Goal: Carry none of the pictures over; set down the material below exactly.
** Begin Data shown **
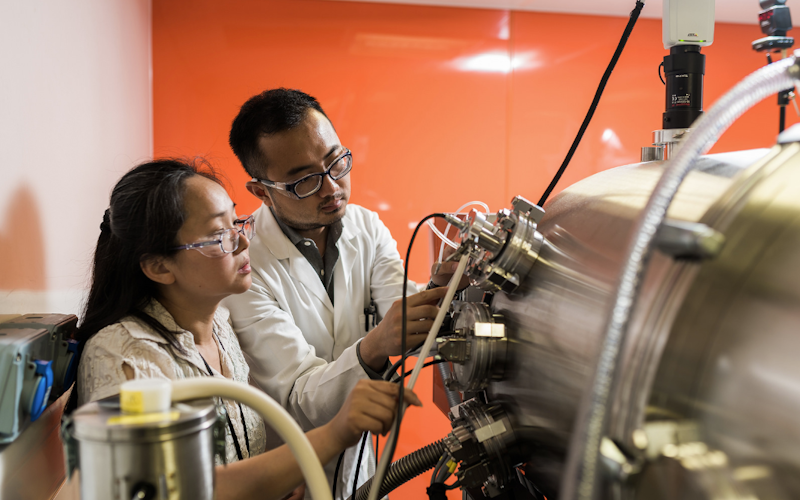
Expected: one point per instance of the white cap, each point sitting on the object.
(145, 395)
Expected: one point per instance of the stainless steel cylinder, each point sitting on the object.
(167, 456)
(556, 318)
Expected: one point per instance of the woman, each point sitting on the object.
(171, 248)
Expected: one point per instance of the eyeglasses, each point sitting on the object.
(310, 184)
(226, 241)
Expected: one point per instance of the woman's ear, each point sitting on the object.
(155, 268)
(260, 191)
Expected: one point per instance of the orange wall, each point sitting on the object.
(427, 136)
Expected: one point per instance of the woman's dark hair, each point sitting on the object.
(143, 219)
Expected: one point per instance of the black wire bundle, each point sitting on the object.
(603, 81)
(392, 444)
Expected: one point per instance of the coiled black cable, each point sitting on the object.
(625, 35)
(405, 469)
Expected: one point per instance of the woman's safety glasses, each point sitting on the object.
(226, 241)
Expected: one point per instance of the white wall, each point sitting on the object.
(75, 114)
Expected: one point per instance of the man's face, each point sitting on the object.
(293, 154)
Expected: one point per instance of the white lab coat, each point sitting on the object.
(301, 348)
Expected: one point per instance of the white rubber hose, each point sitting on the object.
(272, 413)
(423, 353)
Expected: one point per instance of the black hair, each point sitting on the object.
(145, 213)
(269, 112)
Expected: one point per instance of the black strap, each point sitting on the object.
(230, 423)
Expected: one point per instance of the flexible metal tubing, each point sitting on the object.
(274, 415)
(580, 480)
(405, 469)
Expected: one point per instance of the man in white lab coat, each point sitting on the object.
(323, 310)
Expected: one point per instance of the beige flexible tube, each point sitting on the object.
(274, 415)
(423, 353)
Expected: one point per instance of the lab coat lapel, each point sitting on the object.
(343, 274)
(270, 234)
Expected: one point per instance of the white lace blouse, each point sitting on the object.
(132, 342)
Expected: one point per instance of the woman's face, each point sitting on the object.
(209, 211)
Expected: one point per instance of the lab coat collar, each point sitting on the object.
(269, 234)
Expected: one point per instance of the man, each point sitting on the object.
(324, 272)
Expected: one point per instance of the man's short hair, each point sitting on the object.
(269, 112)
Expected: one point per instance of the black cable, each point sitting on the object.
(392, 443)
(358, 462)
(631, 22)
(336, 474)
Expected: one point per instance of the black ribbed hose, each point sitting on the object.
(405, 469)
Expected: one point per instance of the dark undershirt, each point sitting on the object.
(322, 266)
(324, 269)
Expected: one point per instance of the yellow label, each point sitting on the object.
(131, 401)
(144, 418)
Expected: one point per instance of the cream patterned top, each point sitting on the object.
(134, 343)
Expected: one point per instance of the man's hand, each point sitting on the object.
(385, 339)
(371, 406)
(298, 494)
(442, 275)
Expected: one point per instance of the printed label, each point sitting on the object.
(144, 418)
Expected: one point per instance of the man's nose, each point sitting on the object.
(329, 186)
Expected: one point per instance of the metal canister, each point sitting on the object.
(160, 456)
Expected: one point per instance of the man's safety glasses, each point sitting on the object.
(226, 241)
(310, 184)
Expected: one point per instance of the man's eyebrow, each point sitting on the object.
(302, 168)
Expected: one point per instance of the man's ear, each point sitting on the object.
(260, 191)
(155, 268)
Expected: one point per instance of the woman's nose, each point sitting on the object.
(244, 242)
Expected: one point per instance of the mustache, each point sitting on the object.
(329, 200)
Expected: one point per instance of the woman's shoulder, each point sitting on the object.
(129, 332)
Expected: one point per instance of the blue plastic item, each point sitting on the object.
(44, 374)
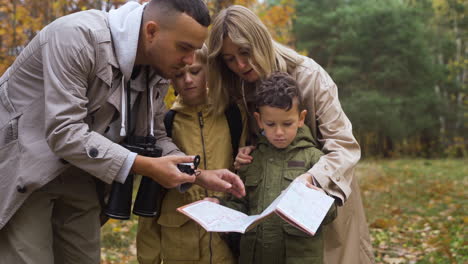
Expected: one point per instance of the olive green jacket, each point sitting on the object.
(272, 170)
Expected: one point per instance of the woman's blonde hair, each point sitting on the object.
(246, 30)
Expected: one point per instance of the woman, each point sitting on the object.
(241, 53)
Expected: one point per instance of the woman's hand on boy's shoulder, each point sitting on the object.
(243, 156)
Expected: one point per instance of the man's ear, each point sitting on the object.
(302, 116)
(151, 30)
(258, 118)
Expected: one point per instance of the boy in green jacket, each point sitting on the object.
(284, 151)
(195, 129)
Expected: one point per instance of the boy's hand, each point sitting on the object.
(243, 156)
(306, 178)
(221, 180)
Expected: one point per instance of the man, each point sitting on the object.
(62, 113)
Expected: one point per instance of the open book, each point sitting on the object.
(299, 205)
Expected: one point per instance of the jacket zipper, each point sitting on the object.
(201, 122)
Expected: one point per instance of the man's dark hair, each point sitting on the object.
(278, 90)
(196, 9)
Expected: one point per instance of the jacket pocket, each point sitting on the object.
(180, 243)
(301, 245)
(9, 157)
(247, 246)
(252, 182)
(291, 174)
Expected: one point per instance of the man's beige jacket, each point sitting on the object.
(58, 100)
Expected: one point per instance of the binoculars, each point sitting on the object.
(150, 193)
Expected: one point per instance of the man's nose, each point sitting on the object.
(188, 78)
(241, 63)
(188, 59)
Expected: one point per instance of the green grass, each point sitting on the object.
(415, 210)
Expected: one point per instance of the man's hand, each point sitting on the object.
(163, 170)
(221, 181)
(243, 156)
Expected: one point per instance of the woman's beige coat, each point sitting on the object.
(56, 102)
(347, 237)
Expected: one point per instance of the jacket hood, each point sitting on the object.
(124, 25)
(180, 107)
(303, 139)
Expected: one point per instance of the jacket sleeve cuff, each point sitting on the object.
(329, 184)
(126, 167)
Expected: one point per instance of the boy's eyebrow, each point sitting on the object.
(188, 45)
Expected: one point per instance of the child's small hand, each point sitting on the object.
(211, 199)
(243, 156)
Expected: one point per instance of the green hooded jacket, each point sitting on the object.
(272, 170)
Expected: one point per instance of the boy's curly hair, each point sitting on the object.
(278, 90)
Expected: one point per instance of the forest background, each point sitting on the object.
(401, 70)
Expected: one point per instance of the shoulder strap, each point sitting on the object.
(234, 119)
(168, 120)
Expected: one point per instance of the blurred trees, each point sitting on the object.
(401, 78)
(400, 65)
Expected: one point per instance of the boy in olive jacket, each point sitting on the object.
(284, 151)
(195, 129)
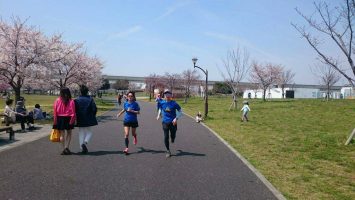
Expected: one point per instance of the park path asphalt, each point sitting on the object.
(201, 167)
** End Data shown **
Output:
Expected: one point per instance of the white cap, each point sitting on the object.
(145, 395)
Expected: one point per instance of the stainless steel cylinder, each point sitting on the object.
(167, 456)
(556, 318)
Expected: one point per instance of the woman, each point sitting on the object.
(171, 248)
Expected: one point per instance of the eyeglasses, each point sitting on the object.
(310, 184)
(226, 241)
Expected: one point per instance of the woman's ear, each point sitting on the object.
(155, 268)
(260, 191)
Expected: one point per instance of the orange wall, each point sitting on the object.
(427, 136)
Expected: one point per instance of the woman's dark hair, each point sitting on the object.
(143, 219)
Expected: one point per instance of the black wire bundle, each point sitting on the object.
(603, 81)
(392, 444)
Expected: one point per instance of the coiled black cable, each point sitting on the object.
(625, 35)
(405, 469)
Expected: one point per instance of the woman's safety glasses, each point sitting on the object.
(226, 241)
Expected: one point per instance of the white wall, each point sitting on the object.
(75, 114)
Expected: one point per instance of the man's face, each point sitting on the object.
(293, 154)
Expected: one point per instance of the white lab coat, each point sitting on the object.
(301, 348)
Expected: one point per instance of the white rubber hose, each point sitting on the object.
(272, 413)
(423, 353)
Expected: one point per instance of the black hair, each point sitting on the object.
(145, 213)
(269, 112)
Expected: one point per instance of the black strap, each point sitting on the object.
(230, 423)
Expected: one point per instance of the flexible metal tubing, each point sitting on the object.
(274, 415)
(580, 480)
(405, 469)
Expected: one point per instance of the man in white lab coat, each point sitting on the object.
(323, 310)
Expected: one point per instance of the beige flexible tube, each point sitting on the object.
(274, 415)
(423, 353)
Expected: one point per instance of the lab coat lapel, each point sitting on the object.
(343, 274)
(270, 234)
Expected: one point per instance of the white lace blouse, each point sitting on the object.
(132, 342)
Expected: one point per instance of the woman's face, each point sitting on the object.
(209, 211)
Expected: one point per instance of the lab coat collar, each point sitting on the object.
(269, 234)
Expected: one point per instance of the man, each point sitting on the object.
(324, 272)
Expected: one point per instance of the man's short hair, each point sitting on the object.
(269, 112)
Expected: one point per instance of the black cable, each point sitting on the object.
(392, 443)
(358, 462)
(631, 22)
(336, 474)
Expected: one point per instance of the black ribbed hose, each point sitting on the object.
(405, 469)
Expected: one point per instance of the dark undershirt, each point sitting on the object.
(322, 266)
(324, 269)
Expected: one point per instance of the yellow label, each point sitting on the object.
(131, 401)
(144, 418)
Expected: one point per instance of the cream patterned top, each point sitting on the object.
(134, 343)
Expected: one point per instance of the man's hand, each point sitting on the object.
(385, 339)
(371, 406)
(298, 494)
(442, 275)
Expected: one point per instance of the printed label, each point sitting on the object.
(144, 418)
Expected: one point per instance of the man's nose, each point sitting on the object.
(329, 186)
Expected: one point per instance of the metal canister, each point sitting on the object.
(160, 456)
Expected: one point per instance of the man's safety glasses, each point sitting on the object.
(226, 241)
(310, 184)
Expected: one point per instance of the man's eyebrow, each point sitting on the object.
(302, 168)
Expected: one point per instance of the man's ear, each point sitting on the object.
(260, 191)
(155, 268)
Expected: one point per instance of the woman's nose, each point sitting on the object.
(244, 242)
Expected: one point per instance of the mustache, each point sitting on the object.
(329, 200)
Expected: one point per instance of the woman's shoulder, each point sitting on the object.
(129, 332)
Expected: one point per instance of the blue plastic item, each point sitting on the object.
(44, 374)
Expected: one point per instance of the olive green jacket, each point sitting on the object.
(272, 170)
Expected: one point per instance of the woman's blonde hair, each point sitting on the object.
(246, 30)
Expected: one point per instance of the woman, each point sitting on the object.
(241, 53)
Expected: one point per instance of the woman's hand on boy's shoulder, each point sitting on the object.
(243, 156)
Expected: one point per instance of the man's ear, each point sitting on the object.
(302, 116)
(151, 30)
(258, 118)
Expected: one point per instance of the boy in green jacket, each point sitting on the object.
(284, 151)
(195, 129)
Expected: one point per instance of the boy's hand, each point sitting on the object.
(243, 156)
(306, 178)
(221, 180)
Expected: one point per instance of the man, each point sitting on the object.
(62, 113)
Expected: one point per instance of the open book, each point sitting on the object.
(299, 205)
Expected: one point per instance of the jacket zipper, each point sitting on the object.
(201, 122)
Expected: one point per instance of the man's dark hair, each point sitting on the object.
(278, 90)
(196, 9)
Expected: one point per instance of the jacket pocket, each point sitting on the object.
(180, 243)
(301, 245)
(9, 157)
(247, 246)
(252, 182)
(291, 174)
Expected: one point per instance of the man's beige jacket, each point sitting on the object.
(58, 100)
Expected: one point per instance of the binoculars, each point sitting on the object.
(150, 193)
Expected: one point per instance of the man's nose, each point sitting on the object.
(188, 78)
(241, 63)
(188, 59)
Expected: one point per instance of the green grass, each point sitting on the object.
(415, 210)
Expected: one point per instance of the man's hand, each point sitting on the object.
(163, 170)
(221, 181)
(243, 156)
Expected: one point per instance of the woman's beige coat, each point sitting on the object.
(56, 102)
(347, 237)
Expected: one point per instance of the jacket hood, each point sitting on the object.
(124, 25)
(180, 107)
(303, 139)
Expected: one point per instance of the jacket sleeve cuff, each point sitting on the object.
(329, 184)
(126, 167)
Expected: one point per instance of the boy's eyebrow, each point sitting on the object.
(188, 45)
Expected: one point per instance of the child's small hand, each point sitting on the object.
(211, 199)
(243, 156)
Expected: one point per instance of the green hooded jacket, each point sitting on the object.
(272, 170)
Expected: one point per instance of the boy's curly hair, each point sitting on the object.
(278, 90)
Expected: one point per instance of the forest background, each point sitting on the object.
(401, 70)
Expected: one point per instance of the shoulder strap, each point sitting on the object.
(234, 119)
(168, 120)
Expected: one point per instance of the blurred trees, each point sitting on the object.
(401, 78)
(400, 65)
Expected: one point per instance of the boy in olive jacket, each point sitting on the object.
(284, 151)
(195, 129)
Expected: one point per instance of the park path asphalt, each point sitting on the object.
(201, 167)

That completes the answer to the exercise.